*Written task*:
Give the listing again exactly, omitting its images.

[Position annotation records]
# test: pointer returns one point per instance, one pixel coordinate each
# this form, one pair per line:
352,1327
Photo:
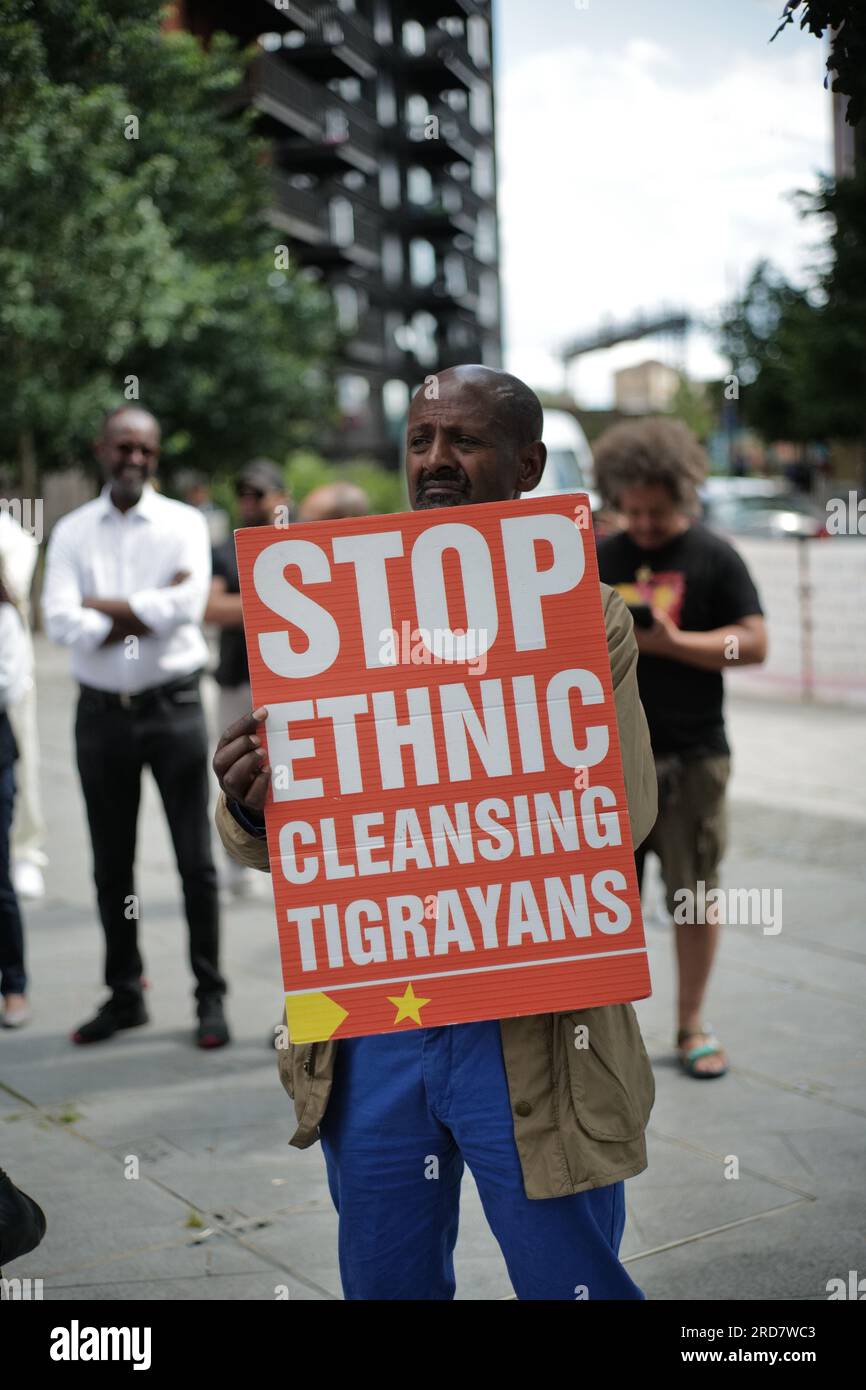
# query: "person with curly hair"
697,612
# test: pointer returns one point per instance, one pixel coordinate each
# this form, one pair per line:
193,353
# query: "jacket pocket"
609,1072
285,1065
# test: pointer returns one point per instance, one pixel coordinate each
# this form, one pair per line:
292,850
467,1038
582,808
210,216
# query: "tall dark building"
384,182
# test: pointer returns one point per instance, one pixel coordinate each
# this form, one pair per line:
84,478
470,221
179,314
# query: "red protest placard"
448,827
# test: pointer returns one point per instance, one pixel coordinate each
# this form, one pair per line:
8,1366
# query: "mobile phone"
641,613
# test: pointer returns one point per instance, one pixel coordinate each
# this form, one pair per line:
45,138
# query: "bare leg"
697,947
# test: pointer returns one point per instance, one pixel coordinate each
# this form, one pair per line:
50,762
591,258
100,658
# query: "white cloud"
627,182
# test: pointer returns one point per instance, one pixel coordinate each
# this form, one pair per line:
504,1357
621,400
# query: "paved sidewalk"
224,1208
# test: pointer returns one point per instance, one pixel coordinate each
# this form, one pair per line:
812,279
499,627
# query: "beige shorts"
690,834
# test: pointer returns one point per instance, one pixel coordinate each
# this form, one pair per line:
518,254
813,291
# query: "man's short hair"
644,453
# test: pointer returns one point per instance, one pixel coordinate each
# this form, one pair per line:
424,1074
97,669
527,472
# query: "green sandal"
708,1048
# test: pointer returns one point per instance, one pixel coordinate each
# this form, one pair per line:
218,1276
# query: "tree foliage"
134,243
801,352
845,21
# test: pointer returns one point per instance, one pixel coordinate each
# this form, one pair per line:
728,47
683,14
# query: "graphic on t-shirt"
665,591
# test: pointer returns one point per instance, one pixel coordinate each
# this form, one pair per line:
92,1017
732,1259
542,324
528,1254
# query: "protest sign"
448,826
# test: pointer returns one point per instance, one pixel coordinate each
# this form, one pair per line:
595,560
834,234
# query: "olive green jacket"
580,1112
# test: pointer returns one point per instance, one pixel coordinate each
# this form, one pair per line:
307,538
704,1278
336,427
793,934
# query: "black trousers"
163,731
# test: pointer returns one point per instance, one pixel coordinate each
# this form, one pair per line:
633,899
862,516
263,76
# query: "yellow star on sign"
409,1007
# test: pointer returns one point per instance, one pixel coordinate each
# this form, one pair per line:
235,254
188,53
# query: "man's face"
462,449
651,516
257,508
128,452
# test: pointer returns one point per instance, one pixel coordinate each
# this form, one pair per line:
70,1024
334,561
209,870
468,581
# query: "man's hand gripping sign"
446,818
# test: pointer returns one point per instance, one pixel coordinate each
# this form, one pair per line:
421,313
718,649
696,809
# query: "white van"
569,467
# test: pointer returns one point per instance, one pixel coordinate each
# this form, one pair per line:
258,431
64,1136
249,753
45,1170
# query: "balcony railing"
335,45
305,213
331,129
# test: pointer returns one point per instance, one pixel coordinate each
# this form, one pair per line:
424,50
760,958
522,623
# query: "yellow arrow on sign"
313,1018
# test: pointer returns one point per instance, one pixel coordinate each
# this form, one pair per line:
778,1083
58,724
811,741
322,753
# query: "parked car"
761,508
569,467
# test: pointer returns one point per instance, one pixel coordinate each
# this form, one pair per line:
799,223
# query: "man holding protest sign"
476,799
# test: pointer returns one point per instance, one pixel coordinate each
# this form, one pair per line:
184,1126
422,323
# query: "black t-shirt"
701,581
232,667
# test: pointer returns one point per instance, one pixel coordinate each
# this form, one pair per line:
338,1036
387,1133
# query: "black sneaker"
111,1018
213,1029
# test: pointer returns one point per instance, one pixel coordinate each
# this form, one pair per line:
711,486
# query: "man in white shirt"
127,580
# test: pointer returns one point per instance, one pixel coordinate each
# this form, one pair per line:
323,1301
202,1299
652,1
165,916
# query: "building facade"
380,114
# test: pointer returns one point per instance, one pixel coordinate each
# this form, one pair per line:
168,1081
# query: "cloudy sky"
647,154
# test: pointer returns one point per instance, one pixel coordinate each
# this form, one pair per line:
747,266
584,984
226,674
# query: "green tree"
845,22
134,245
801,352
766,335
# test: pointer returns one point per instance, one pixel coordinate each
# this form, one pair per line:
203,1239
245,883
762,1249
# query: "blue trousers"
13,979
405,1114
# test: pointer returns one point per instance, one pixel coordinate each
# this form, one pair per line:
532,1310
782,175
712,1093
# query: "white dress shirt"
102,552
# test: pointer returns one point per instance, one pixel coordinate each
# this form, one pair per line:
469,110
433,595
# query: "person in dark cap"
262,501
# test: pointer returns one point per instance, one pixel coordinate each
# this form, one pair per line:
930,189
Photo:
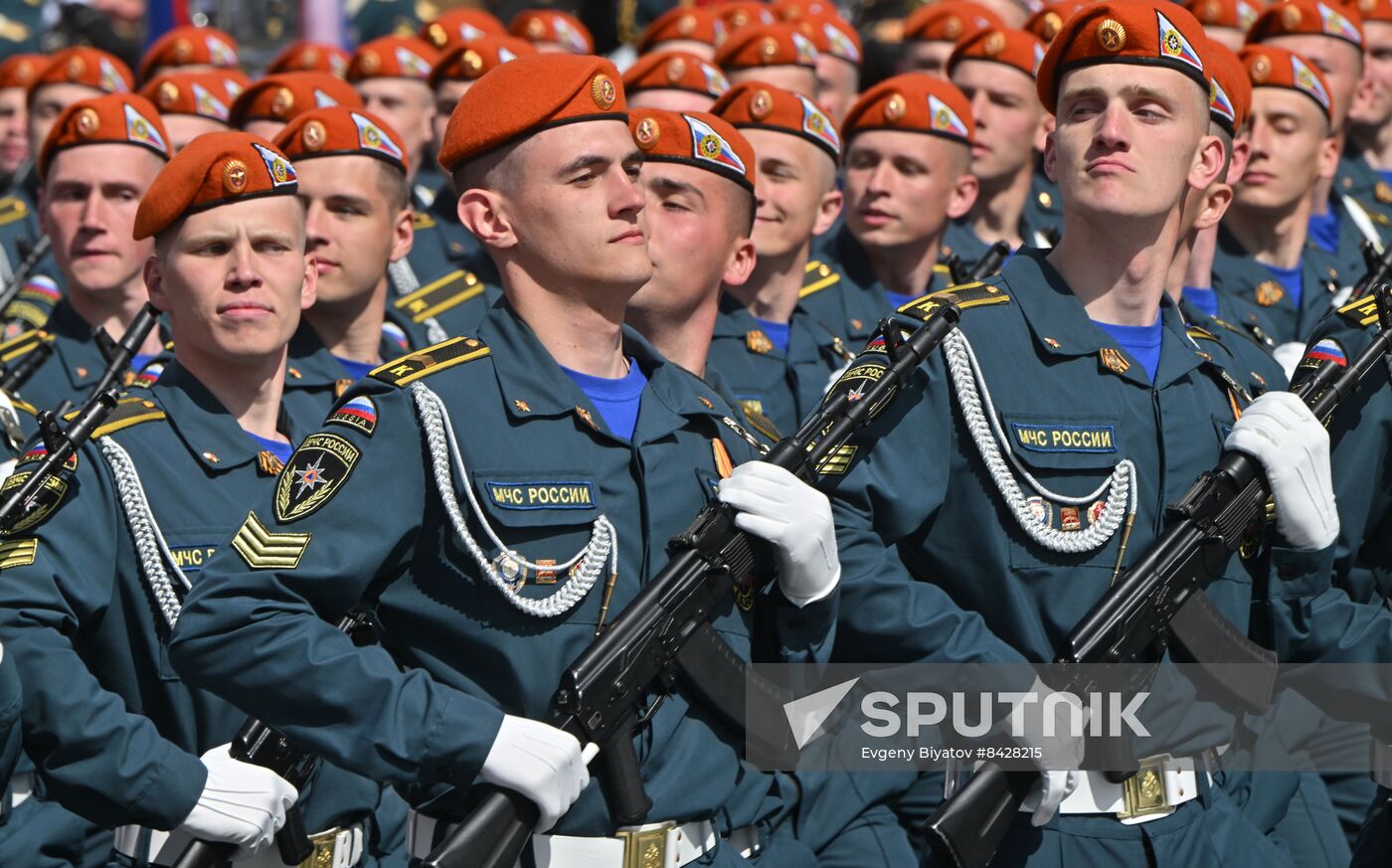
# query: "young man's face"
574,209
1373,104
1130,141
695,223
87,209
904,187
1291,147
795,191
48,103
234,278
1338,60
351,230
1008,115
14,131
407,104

*Result below*:
# test: pointer returns one point per instance, one pixel coordinate each
# this form, one pair per line:
352,1327
Photo:
# query: "person with curly hair"
697,612
# test: pointer returns one point per instance, one pixel coordinate each
# this form, one pair per line:
193,353
# query: "jacket pocket"
609,1072
285,1065
# test: pointer returns one point per instance, one pixel coordinate each
# this form, one pair per line:
292,850
467,1038
582,808
210,216
# query: "tall dark building"
384,182
# test: pointer returns one point per instance, one pixel coordinate each
# this form, one pair per line:
84,478
470,221
179,314
# query: "red protest placard"
448,827
# test: pointer returns one point per instance, one pixel coordinate each
# this form, one pair per line:
8,1366
# query: "mobile phone"
641,613
# test: pointer returns one point per instance, one pixel coordinate each
# this form, one pair per line:
45,138
# query: "bare leg"
697,947
# test: pointer returns one point per instance, one pixel coordinate each
# this form, one pair per line:
50,762
591,258
100,658
# query: "white cloud"
627,182
# test: pointer returns one point per instance, one pixel coordinate each
# this form, one pair per line:
504,1357
621,400
# query: "paved sidewalk"
224,1208
# test: pointer returns one point per instance, one pixel coordinate each
# this form, one pair per line:
812,279
499,627
# query: "beige shorts"
690,834
# test: pointer returns one point per instance, one pixel coordinate each
# this form, one pair per line:
518,254
813,291
# query: "man's short hair"
644,453
# test: pointer returns one point per instance, one pixel coordinate each
# this form, one pair per line:
424,1074
97,669
527,472
# query: "green sandal"
708,1048
# test: pointer returns one point per instance, one pixel coordinate each
# this form, one pair per line:
218,1276
# query: "tree foliage"
134,243
801,352
845,21
# test: pointer returns one point per instance, one pixel coordinate each
# this form, one pair per line:
728,47
683,14
# query: "graphic on t-shirt"
665,591
# test: pointer returns one point per instance, one pixel coordinate each
# this form, one pair per line:
92,1017
732,1259
542,324
528,1254
# query: "protest sign"
448,826
# test: pointer returns one point per instance, one pixel coordinate each
# this form, one pair per line:
595,560
834,234
# query: "olive green jacket"
580,1112
# test: pointer returns one point per instance, one pixel coordinate each
# this form, one pair per line:
307,538
704,1278
336,427
793,934
# query: "black trousers"
163,731
# test: pointer returns one point per instance, one pixel coordinate each
# this form, one pair per line:
633,899
862,516
263,76
# query: "yellow star on sign"
409,1007
# test: pointer returns one point per instance, one pixel coordinate each
# this form, one pair per line:
235,254
188,53
# query: "man's face"
462,449
651,516
257,508
128,452
# test: pointer returns one point per instance, one pixel coordinate each
# this form, one pair per line:
70,1024
334,561
209,870
468,581
# query: "man's hand gripping sign"
446,818
# test: pointer returns one point per instance, one pixel coordinate each
# this form, one pair per line:
421,313
718,649
696,809
# query: "white van"
569,467
# test: pointer returns one point per instance, one pixel coordinate each
# this form, one pair per line:
258,431
64,1136
249,753
45,1170
# query: "balcony railing"
335,45
305,213
331,129
# test: pointer returns one point per instance, one pixel coordinate each
# this form, one pair per line:
424,50
760,958
522,623
# query: "yellow arrow on sign"
313,1018
# test: pointer returns one point per instance, one pixel coordinate each
# this form, one pair per line:
778,1083
58,724
811,741
322,753
# query: "parked car"
761,508
569,467
# test: pointer returns one point per instance, one pixel coordinate each
# this form, one pair per line:
799,223
# query: "man holding protest sign"
476,799
# test: pointer returns one point per instance, one pixel coordinate each
# this form, one pair per line:
184,1126
422,323
# query: "black t-shirt"
701,581
232,667
# test: pointer returns one point per instance, one pixel coordinate each
# this form, one pair per line:
338,1036
387,1133
# query: "black sneaker"
111,1018
213,1029
# test: pointer returns one point per instance, one pixel coordinate each
# this form, one pair per line:
711,486
# query: "man in white shirt"
127,580
# test: pointer returns one point per instance, one pixel coordinate each
# this form, one pair per line:
323,1301
202,1299
652,1
165,916
# query: "building facade"
380,114
# test: pointer returns one point per instance, one pixel coordinate each
# this form, one pair per line:
168,1081
# query: "cloudy sky"
647,154
# test: pointer returns one point per instance, one pixel coordinate each
# this form, one pair per line:
747,266
584,984
226,674
# query: "green tree"
845,22
134,245
801,352
766,335
# test: pointer returns one point per instance, one pixel coordinate each
# this form, one pair per line:
203,1239
245,883
762,1249
# query: "blue trousers"
13,979
405,1114
# test: pointer returns one point per instance, one pixel coordinate each
# this form, one pair per line:
532,1310
782,175
712,1093
# query: "white dress shirt"
102,552
# test: pointer returns one point per instance, one pixel coordinate each
# this form, one pair per line:
469,110
433,595
# query: "person in dark cap"
262,501
# test: pointer returns one point per instance, one pixel coordinate each
# this form, one pair per line:
930,189
Photo:
# query: "young man's face"
574,209
1373,104
1130,141
695,223
87,209
904,187
1291,147
795,191
48,103
234,278
1338,60
351,230
1008,115
14,131
407,104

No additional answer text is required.